_Set task_. Show every line of the items below that contains the word "frame".
==== Material provided ====
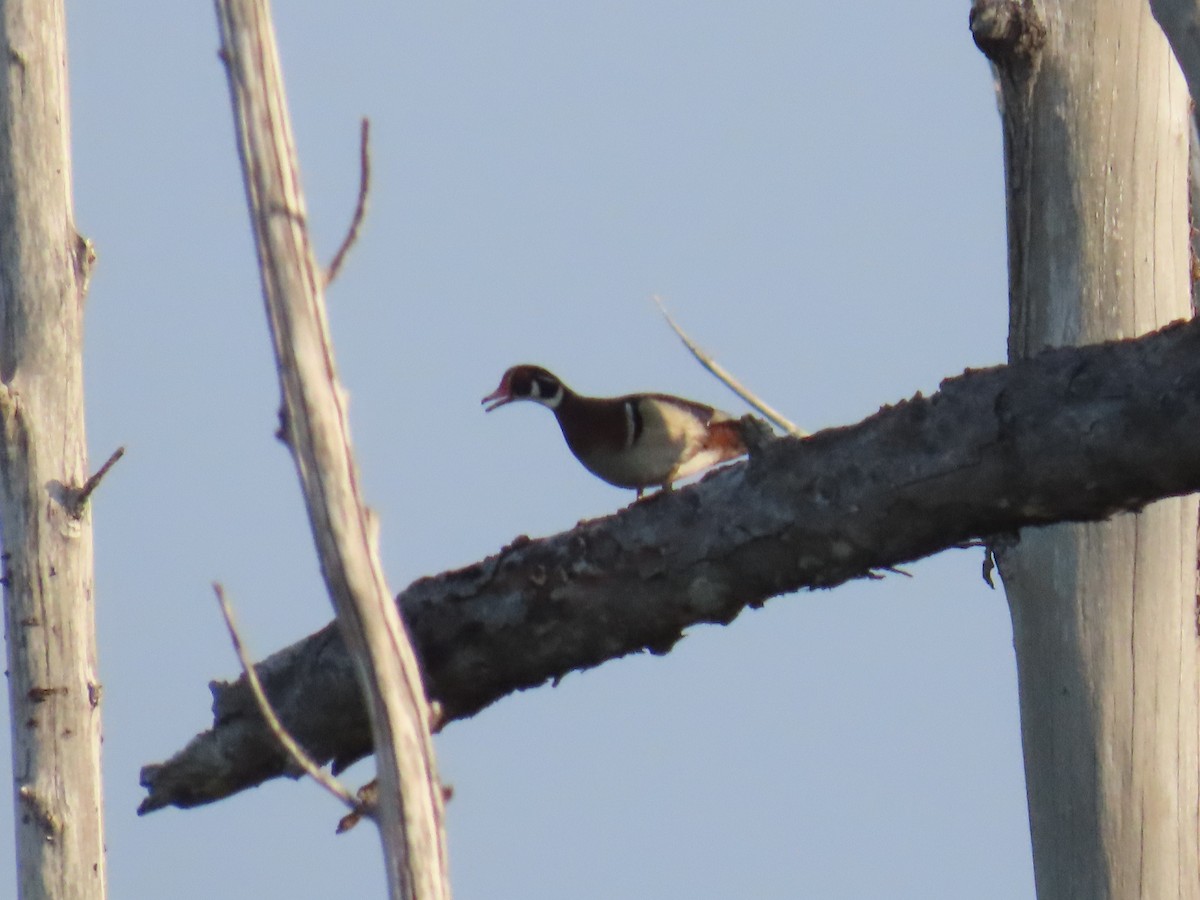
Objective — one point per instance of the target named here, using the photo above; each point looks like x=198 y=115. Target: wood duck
x=637 y=441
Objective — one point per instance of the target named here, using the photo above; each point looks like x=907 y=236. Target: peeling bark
x=1071 y=435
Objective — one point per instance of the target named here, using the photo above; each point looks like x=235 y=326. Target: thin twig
x=264 y=706
x=360 y=209
x=729 y=381
x=81 y=499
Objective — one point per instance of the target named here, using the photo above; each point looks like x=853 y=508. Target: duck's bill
x=496 y=400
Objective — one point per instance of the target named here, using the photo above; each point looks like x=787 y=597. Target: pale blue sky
x=816 y=189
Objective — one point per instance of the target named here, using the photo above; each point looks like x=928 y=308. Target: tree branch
x=1072 y=435
x=317 y=431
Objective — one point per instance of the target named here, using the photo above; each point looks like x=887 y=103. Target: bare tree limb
x=727 y=379
x=79 y=502
x=47 y=561
x=1071 y=435
x=331 y=785
x=360 y=208
x=317 y=431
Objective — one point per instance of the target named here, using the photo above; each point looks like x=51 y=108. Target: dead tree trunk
x=1104 y=621
x=46 y=525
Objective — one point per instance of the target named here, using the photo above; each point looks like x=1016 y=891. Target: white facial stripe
x=630 y=424
x=552 y=401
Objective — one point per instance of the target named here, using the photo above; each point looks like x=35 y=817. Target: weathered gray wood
x=1074 y=433
x=46 y=531
x=316 y=429
x=1104 y=616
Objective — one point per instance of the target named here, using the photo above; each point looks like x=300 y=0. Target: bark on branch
x=316 y=429
x=1072 y=435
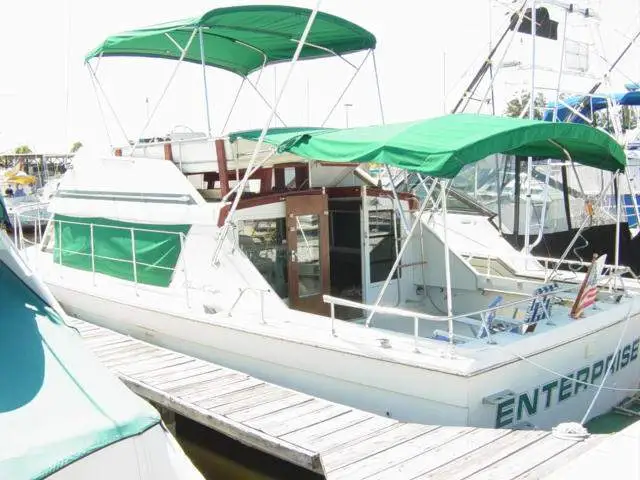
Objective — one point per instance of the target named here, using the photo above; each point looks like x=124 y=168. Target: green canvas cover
x=242 y=39
x=57 y=403
x=442 y=146
x=157 y=248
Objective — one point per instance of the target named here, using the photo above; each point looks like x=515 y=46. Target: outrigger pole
x=599 y=83
x=473 y=85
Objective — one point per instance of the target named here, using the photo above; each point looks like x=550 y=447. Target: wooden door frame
x=312 y=204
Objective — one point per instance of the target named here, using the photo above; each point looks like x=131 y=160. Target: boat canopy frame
x=242 y=40
x=442 y=146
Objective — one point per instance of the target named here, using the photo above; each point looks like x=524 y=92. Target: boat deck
x=324 y=437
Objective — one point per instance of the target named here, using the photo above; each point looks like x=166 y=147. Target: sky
x=424 y=57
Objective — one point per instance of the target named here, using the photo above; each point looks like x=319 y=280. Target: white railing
x=133 y=261
x=21 y=212
x=545 y=263
x=466 y=317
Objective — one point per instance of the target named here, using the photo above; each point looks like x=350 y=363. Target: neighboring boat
x=252 y=281
x=62 y=414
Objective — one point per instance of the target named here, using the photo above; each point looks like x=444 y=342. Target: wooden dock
x=334 y=440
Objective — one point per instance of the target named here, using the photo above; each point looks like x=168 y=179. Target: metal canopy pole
x=106 y=98
x=104 y=118
x=396 y=263
x=265 y=100
x=344 y=91
x=618 y=212
x=245 y=179
x=164 y=92
x=233 y=105
x=447 y=265
x=375 y=71
x=204 y=79
x=633 y=198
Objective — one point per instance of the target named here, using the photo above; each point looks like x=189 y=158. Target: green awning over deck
x=442 y=146
x=242 y=39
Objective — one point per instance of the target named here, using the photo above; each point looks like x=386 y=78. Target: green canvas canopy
x=57 y=403
x=442 y=146
x=242 y=39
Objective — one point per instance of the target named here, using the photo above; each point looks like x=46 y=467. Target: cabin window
x=383 y=244
x=308 y=255
x=265 y=243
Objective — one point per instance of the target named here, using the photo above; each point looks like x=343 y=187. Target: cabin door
x=308 y=243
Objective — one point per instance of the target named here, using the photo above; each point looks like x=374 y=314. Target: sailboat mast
x=527 y=224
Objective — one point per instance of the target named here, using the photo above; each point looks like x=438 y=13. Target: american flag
x=589 y=288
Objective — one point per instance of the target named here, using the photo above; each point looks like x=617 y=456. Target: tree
x=23 y=149
x=520 y=102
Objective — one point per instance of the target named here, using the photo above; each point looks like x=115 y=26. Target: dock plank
x=332 y=425
x=298 y=419
x=527 y=459
x=191 y=367
x=442 y=454
x=267 y=393
x=353 y=434
x=398 y=454
x=269 y=407
x=337 y=441
x=374 y=445
x=485 y=458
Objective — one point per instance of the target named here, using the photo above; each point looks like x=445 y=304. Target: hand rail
x=332 y=301
x=134 y=261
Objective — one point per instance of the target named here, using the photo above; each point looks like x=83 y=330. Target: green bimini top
x=57 y=403
x=442 y=146
x=242 y=39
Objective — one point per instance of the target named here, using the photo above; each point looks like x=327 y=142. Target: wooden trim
x=259 y=200
x=302 y=176
x=222 y=167
x=278 y=174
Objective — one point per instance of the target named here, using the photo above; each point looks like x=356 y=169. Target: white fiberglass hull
x=153 y=455
x=371 y=379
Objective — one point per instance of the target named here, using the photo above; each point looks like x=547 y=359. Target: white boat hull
x=372 y=382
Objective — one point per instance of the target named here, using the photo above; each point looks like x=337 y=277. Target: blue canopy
x=592 y=104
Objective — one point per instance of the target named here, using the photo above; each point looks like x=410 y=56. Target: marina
x=330 y=439
x=413 y=293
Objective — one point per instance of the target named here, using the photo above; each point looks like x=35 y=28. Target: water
x=219 y=457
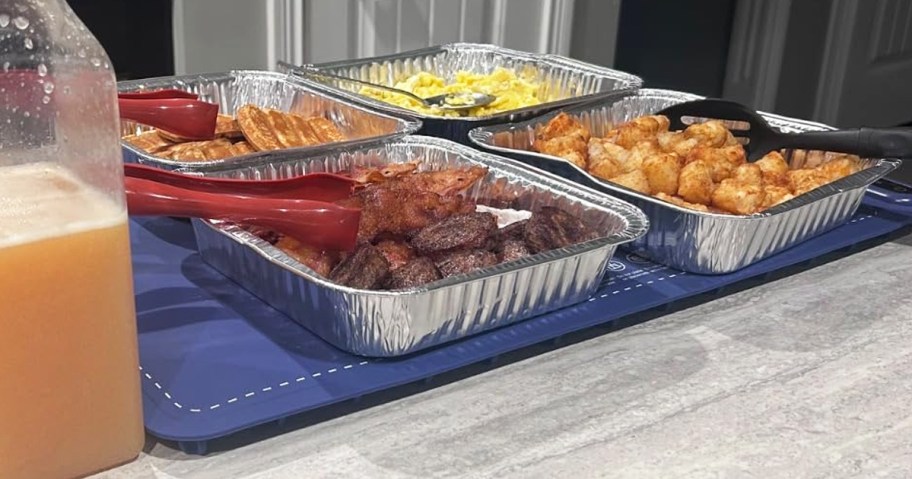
====
_Finished task_.
Objective — one point per instance of the target named here, using the photo above; each point looks like x=550 y=447. Target: wooden door frame
Objective — one point per instance of the target named here, using the photo above; each point looks like x=131 y=160. Target: boat canopy frame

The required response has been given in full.